***** THE DATA
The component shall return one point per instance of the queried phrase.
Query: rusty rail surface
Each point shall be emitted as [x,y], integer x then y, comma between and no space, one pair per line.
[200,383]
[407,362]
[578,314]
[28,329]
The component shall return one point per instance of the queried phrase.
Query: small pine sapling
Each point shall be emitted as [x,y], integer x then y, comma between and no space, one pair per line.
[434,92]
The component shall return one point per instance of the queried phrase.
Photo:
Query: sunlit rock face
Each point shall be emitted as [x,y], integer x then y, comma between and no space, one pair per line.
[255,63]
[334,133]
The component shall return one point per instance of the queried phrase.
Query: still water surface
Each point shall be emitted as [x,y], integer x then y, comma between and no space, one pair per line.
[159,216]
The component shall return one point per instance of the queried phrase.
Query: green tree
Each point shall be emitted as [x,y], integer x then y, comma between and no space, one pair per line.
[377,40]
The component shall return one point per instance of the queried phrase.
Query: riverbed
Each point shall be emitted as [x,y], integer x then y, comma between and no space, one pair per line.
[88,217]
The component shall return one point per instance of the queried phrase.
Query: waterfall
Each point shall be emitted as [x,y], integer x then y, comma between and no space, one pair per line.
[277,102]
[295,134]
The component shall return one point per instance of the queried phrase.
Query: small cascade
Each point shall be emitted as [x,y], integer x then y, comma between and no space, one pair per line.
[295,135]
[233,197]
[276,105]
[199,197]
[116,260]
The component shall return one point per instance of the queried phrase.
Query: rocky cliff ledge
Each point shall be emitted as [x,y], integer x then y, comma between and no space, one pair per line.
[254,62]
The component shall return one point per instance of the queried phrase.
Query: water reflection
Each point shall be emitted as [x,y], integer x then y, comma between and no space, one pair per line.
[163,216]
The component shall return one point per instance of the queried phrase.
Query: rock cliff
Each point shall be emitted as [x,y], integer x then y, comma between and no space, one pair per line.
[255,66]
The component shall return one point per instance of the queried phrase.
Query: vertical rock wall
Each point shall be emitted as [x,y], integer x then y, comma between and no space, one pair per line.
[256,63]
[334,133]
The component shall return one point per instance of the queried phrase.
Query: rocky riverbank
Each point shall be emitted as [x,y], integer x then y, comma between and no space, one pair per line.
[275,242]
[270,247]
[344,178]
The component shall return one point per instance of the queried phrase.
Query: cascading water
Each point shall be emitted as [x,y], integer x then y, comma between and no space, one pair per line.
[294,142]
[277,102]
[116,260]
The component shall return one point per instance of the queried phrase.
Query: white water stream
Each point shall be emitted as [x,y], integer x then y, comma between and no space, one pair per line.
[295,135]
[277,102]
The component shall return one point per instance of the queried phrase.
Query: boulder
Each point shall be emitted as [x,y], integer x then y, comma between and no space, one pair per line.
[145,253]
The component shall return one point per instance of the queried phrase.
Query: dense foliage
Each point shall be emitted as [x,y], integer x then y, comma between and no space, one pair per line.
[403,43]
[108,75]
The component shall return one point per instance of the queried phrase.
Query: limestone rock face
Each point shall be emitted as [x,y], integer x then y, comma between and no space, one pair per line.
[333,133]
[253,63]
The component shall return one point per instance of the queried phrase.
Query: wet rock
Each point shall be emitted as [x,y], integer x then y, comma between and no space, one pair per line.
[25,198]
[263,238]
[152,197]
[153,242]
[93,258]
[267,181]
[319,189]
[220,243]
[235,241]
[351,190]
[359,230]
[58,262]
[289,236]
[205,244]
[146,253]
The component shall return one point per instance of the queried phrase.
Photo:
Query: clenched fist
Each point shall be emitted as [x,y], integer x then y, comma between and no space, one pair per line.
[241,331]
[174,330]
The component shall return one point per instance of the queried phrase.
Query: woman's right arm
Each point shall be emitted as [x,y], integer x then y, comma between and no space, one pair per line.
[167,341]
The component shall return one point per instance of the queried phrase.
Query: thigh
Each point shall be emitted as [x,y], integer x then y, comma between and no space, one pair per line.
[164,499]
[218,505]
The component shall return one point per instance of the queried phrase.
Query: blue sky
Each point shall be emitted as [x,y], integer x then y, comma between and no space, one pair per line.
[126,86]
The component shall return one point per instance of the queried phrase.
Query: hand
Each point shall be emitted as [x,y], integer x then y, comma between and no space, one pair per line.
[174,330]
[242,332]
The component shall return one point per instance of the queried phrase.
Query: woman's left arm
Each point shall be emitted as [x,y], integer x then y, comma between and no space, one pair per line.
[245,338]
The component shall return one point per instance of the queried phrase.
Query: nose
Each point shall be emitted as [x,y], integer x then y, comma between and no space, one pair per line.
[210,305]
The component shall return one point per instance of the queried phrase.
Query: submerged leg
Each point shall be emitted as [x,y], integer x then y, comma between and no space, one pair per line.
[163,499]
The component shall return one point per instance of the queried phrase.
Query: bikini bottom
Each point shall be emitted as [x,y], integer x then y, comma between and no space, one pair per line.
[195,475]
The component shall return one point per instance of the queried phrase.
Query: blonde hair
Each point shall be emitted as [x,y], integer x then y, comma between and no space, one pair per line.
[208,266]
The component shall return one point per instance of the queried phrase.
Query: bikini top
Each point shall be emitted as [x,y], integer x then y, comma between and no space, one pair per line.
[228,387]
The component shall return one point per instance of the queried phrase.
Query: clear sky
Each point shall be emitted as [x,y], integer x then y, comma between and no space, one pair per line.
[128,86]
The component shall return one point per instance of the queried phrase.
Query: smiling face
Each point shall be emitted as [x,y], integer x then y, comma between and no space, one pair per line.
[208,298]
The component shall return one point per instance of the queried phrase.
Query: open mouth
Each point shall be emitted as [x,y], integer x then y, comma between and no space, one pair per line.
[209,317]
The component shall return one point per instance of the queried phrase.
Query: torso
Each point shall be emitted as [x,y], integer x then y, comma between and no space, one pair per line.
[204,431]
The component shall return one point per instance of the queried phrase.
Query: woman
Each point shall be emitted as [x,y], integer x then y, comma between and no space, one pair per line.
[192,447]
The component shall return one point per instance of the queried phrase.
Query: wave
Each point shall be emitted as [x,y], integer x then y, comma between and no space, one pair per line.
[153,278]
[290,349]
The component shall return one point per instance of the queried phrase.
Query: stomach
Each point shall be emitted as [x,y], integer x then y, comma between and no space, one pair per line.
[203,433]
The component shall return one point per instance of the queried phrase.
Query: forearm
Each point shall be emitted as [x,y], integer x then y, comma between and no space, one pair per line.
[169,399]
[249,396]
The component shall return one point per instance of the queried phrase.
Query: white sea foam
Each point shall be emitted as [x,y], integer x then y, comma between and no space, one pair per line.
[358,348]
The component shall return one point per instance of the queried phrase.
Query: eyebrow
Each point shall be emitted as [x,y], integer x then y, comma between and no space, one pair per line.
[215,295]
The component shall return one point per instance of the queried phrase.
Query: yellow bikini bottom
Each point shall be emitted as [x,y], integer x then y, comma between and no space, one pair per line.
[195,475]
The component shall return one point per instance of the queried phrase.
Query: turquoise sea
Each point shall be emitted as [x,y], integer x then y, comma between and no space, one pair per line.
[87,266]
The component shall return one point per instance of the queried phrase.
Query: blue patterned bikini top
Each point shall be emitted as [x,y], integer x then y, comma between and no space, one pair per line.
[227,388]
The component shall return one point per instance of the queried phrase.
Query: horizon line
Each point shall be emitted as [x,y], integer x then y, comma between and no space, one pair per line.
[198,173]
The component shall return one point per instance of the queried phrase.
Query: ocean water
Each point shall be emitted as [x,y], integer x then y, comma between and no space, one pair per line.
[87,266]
**********
__EXERCISE AIM__. Transcribe every record above so that nothing differs from the original.

__ANSWER TO THIS PROBLEM__.
The component shall return one point per instance of the queried phrase.
Query: rusty rail surface
Each point shall be emitted as [x,y], integer x then y, comma between and no space, one pair per line.
[200,383]
[407,362]
[578,314]
[28,329]
The component shall return one point per instance of the queried phrase.
Query: small pine sapling
Each point shall be emitted as [x,y], integer x then y, comma between and no space, one pair per line.
[434,92]
The component shall return one point per instance of the queried phrase.
Photo:
Query: sunlit rock face
Each point shall be emitted as [x,y], integer x then y, comma between and no space, one pair per line.
[255,63]
[334,133]
The component shall return one point per instance of the queried phrase.
Query: still water surface
Each point shall be emitted as [x,y], integer x then y, comma between and no space, one pair per line.
[159,216]
The component shall return one point per instance of the queried phrase.
Query: green tree
Each point shall be emitted as [x,y], integer x then y, comma between and no space, one pair per line.
[377,40]
The component shall return one point per instance of the queried phrase.
Query: riverbed
Each point shall be emitted as [x,y], integer x then y, comma between and no space, one pair per line.
[88,217]
The component shall return one point per instance of the queried phrase.
Query: waterfall
Each point shall be emitted as [x,y], integer x then y, comma between and no space, one pair per line.
[277,102]
[295,134]
The component shall return one point per instance of the queried phrase.
Query: small cascade
Each point shall be emitted as [x,y], integer x then y, comma between and no space, one pair per line.
[295,135]
[233,197]
[276,105]
[199,197]
[116,260]
The component shall return one point per instance of the queried phrase.
Query: rocky cliff ledge
Each point shall be emitted as [x,y], integer x then y, comma between and no space, one pair per line.
[254,62]
The component shall return one point per instance of the queried phrase.
Query: water reflection
Each point shall be emitted as [x,y], integer x then y, comma between and no space, one pair per line.
[163,216]
The component shall return one point per instance of the queried phrase.
Query: rock cliff
Each point shall be emitted as [x,y], integer x then y, comma between and no space, one pair per line.
[255,66]
The component shall return one point per instance of the queried phrase.
Query: vertical rock wall
Each point shall be emitted as [x,y], integer x then y, comma between and no space, one pair per line.
[256,63]
[334,133]
The component shall return one point per instance of the queried phrase.
Query: rocky riverbank
Each point shall be emitted as [x,y], integer x then y, comma between and no space, one pair per line.
[275,242]
[270,247]
[344,178]
The component shall return one point per instance of the queried phrase.
Query: cascading water
Each point shall be emitted as [x,y], integer x then y, comma between and no space, one pair per line.
[294,142]
[277,102]
[116,260]
The component shall return one point per instance of the queried phrase.
Query: white water stream
Each point shall be emitted as [x,y], integer x then y, comma between and no space, one pair per line.
[295,135]
[277,102]
The component shall return one point per instance of the queried phrase.
Query: boulder
Each point shall be emitted as [x,y], integer x then y, comma between and no space, one pair per line.
[145,253]
The component shall return one point per instance of the queried phrase.
Query: dense foliage
Each point shall be emitted as [x,y], integer x then y, comma between and no space, one pair per line.
[403,43]
[108,75]
The component shall return one point per instance of the queried phrase.
Query: limestone rock face
Each point shall be emitted as [x,y], integer x then y, comma between and no space, one pair per line.
[333,133]
[253,63]
The component shall return one point per instance of the queried phrase.
Query: wet rock
Each point shall be emitted as [x,y], integer x then y, comma between and no space, one pair per line.
[25,198]
[263,238]
[152,197]
[153,242]
[93,258]
[267,181]
[319,189]
[220,243]
[235,241]
[351,190]
[359,230]
[58,262]
[289,236]
[205,244]
[146,253]
The component shall return one point per instance of the queried phrase.
Photo:
Query: clenched fist
Each point shall be emitted as [x,y], integer x then y, comma between and no space, one pair per line.
[241,331]
[174,330]
The component shall return one point per instance of the queried phrase.
Query: woman's right arm
Each point shall be emitted as [x,y], integer x then y, comma between and no space, one pair per line.
[167,341]
The component shall return one point per instance of the queried phrase.
Query: thigh
Each point shall be emitted as [x,y], integer x then y, comma between and no space, one pair per line.
[164,499]
[218,505]
The component shall return one point per instance of the queried phrase.
Query: blue sky
Each point shall be emitted as [x,y], integer x then y, comma between and no space, one pair per line.
[126,86]
The component shall return one point per instance of the queried phrase.
Query: hand
Each point shall be emitted as [x,y], integer x then y, comma between and no space, one pair per line.
[174,330]
[242,332]
The component shall return one point per instance of the queried phrase.
Query: woman's left arm
Each point shall be emitted as [x,y], integer x then y, comma between and no space, one pair per line.
[245,338]
The component shall return one point per instance of the queried phrase.
Query: nose
Each point shall be emitted as [x,y], integer x then y, comma between and no space, one pair per line.
[210,305]
The component shall return one point per instance of the queried phrase.
Query: submerged leg
Each point shall be emitted as [x,y], integer x then y, comma between and no space, one pair per line.
[163,499]
The component shall return one point per instance of the queried phrase.
Query: bikini bottom
Each point shall be emitted as [x,y], integer x then y, comma between and no space, one pair per line.
[195,475]
The component shall return one point per instance of the queried phrase.
Query: blonde hair
Each point shall be emitted as [x,y], integer x then y, comma between and no space, one pair per line.
[208,266]
The component shall return one point per instance of the queried phrase.
Query: bikini top
Each point shall be emitted as [x,y], integer x then y, comma between and no space, one pair per line.
[228,387]
The component shall return one point per instance of the queried phrase.
Query: clear sky
Each point shall be emitted as [x,y], integer x then y, comma between and no space, one pair per line.
[128,86]
The component shall return one point per instance of the queried phrase.
Query: smiling face
Each point shall be emitted as [x,y], integer x then y, comma between and no space, one pair per line.
[208,298]
The component shall return one point per instance of the queried phrase.
Query: open mouth
Each point shall be emitted as [x,y], integer x then y, comma between and no space, one pair per line.
[209,317]
The component shall return one point per instance of the queried phrase.
Query: torso
Each point shall be emitted as [x,y], integer x then y, comma between and no space, one pair per line.
[204,431]
The component shall return one point per instance of the queried phrase.
Query: woman
Each point shall be emitted as [x,y], integer x then y, comma between and no space, one pair per line.
[192,447]
The component shall return one point per instance of the queried phrase.
Query: wave
Each point shall be emitted as [x,y], integer x then y, comma between and no space, one pair per line.
[153,278]
[290,349]
The component shall return one point per instance of the queried phrase.
Query: stomach
Each point shall be emitted as [x,y], integer x then y, comma between and no space, one pair per line.
[203,433]
The component shall return one point per instance of the queried phrase.
Query: forearm
Each point shall be emitted as [x,y], integer x then y, comma between and no space, one pair per line.
[169,399]
[249,396]
The component shall return one point per instance of the queried phrase.
Query: white sea foam
Each point shall be emitted as [x,y], integer x then y, comma between and no space, one pair per line.
[358,348]
The component shall return one point per instance of the queried phrase.
Query: eyebrow
Each point shall be emitted as [x,y], integer x then y, comma between and no space, one pair per line.
[215,295]
The component shall return one point per instance of the queried phrase.
Query: yellow bikini bottom
Each point shall be emitted as [x,y], integer x then y, comma between and no space, one pair per line.
[195,475]
The component shall return one point per instance of the queried phrase.
Query: turquoise sea
Each point shall be emitted as [x,y], integer x then y, comma between and no space, one pair per line.
[87,266]
The component shall return one point per instance of the queried phrase.
Query: blue patterned bikini top
Each point shall be emitted as [x,y], integer x then y, comma between and no space, one pair per line.
[227,388]
The component shall return one point per instance of the queried phrase.
Query: horizon line
Each point shall be emitted as [x,y], integer x then y, comma between and no space, one pair per line.
[198,173]
The component shall return one point per instance of the queried phrase.
Query: ocean water
Each point shall be emitted as [x,y], integer x then y, comma between and no space, one pair per line.
[87,266]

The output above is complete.